### Trecho selecionado:
+++

Maria não fica preocupada com a casa. Não é
solidária com a irmã no serviço. Quer somente estar com Jesus. Sentada aos seus
pés, escuta-o atentamente. Ela escolhe algo inédito para as mulheres de sua
época. Torna-se discípula! (8,38; 10,39; At 22,3). Com qual desses três
personagens nos identificamos mais?
SITUANDO
Esta narrativa sobre a visita de Jesus à Marta e
Maria é própria de Lucas. O evangelista situa este texto em seguida à parábola
do samaritano (Lc 10,29-37). Lucas deve ter um bom motivo para isso. Um dos
motivos de ligação entre esta narrativa e a parábola do samaritano é que Jesus
se faz próximo.
Entra na casa de Marta, conversa, come junto com as
duas Irmãs. Ele se aproxima de duas mulheres, que, como as outras judias da sua
época, eram consideradas impuras. Mas, também podemos supor que Lucas tenha
feito outra relação entre a parábola do samaritano e a narrativa de Marta e
Maria.
O texto informa que "Jesus entrou num povoado
e certa mulher, chamada Marta o recebeu em sua casa" (10,38). Diante das
críticas e da crescente oposição a Jesus, narrada no capítulo seguinte
(11,14-54), a acolhida prestativa de Marta e a escuta amorosa de Maria podem
ser também uma resposta bem concreta à pergunta do legista: "Mestre, que
farei para herdar a vida eterna?" (10,25).
Situar o texto de Marta e Maria no contexto das
comunidades helenistas também ajuda na sua interpretação. Nessas comunidades
havia um conflito entre cristãos vindos do judaísmo e os gentios, considerados
de origem pagã. Estes últimos eram tidos como impuros, porque não receberam a
circuncisão e não praticavam os costumes judeus sobre a pureza.
Por isso, nas comunidades cristãs, comer junto com
eles foi motivo de muito conflito (At 11,2). A Boa Nova deste texto é que Jesus
entra na casa de Marta e Maria e come com elas. Elas eram judias, mas eram
consideradas impuras por serem mulheres. Transparece no texto muita amizade e
confiança entre eles, pois Marta chega a fazer reclamações triviais em relação
à falta de solidariedade de sua irmã Maria (10,40).
COMENTANDO
1
- O que é mais importante: a oração ou a missão?
A tradição cristã encontrou neste texto uma amostra
de dois modelos de seguimento de Jesus, considerando um superior ao outro por
causa da palavra de Jesus: "Maria escolheu a melhor parte" (10,42b).
Assim, acham que Marta representa um seguimento de Jesus focado no
trabalho, na intensa atividade missionária ou apostólica. Maria representa um
seguimento focado na escuta, na oração, na contemplação. Mas, este dualismo é
falso.

+++

### Objetivo:
Dê continuidade ao texto acima sobre Marta e Maria, começando logo depois da frase "Mas, este dualismo é falso".

### Seção de dados:
+++

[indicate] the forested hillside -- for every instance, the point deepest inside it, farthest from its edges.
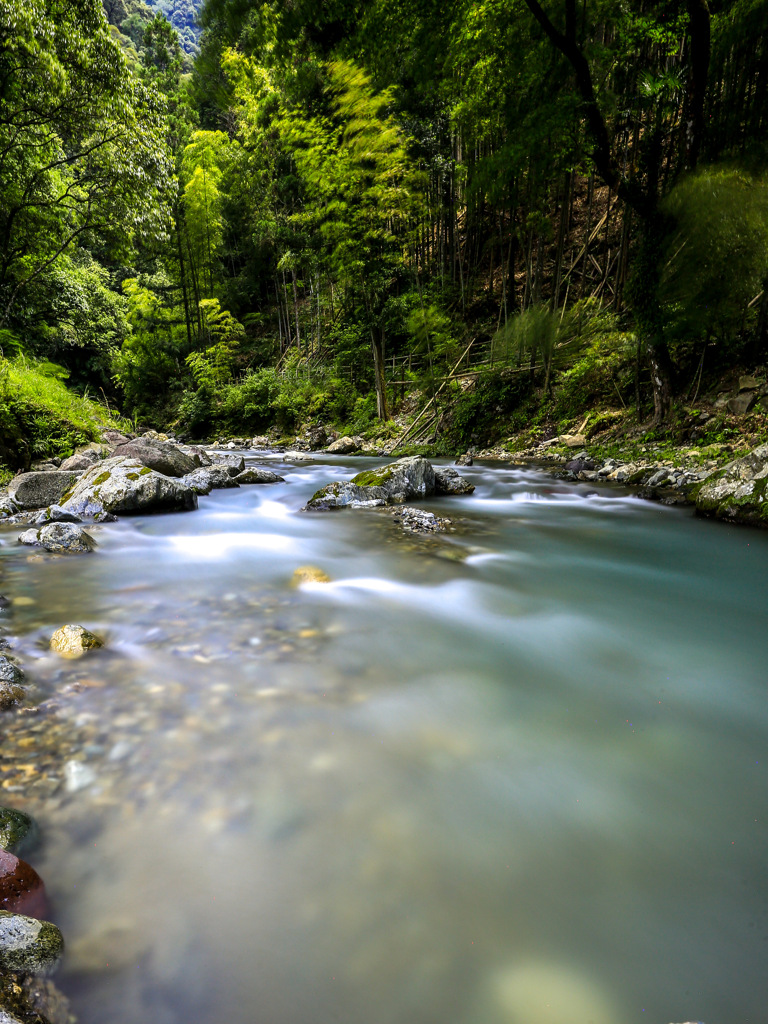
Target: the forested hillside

+++

### Resultado do exercício:
Ninguém pode ser somente missionário, nem somente
contemplativo. Cada pessoa que deseja seguir Jesus precisa ser ao mesmo tempo
missionária contemplativa, ou contemplativa missionária. Por isso, volto ao
texto, para comentá-lo:
Lc 10,38 -
Marta recebe Jesus em sua casa
Jesus está a caminho e entra num povoado. Não
sabemos se ele está sozinho ou acompanhado dos discípulos. Esta pergunta fica
no ar. O que importa para o evangelista, ou para as comunidades de Lucas é a
acolhida de Marta: ela "o recebeu em sua casa". Na pessoa de Jesus de
Nazaré, Marta recebe a visita de Deus (Lc 1,68.78; 7,16; 19,44)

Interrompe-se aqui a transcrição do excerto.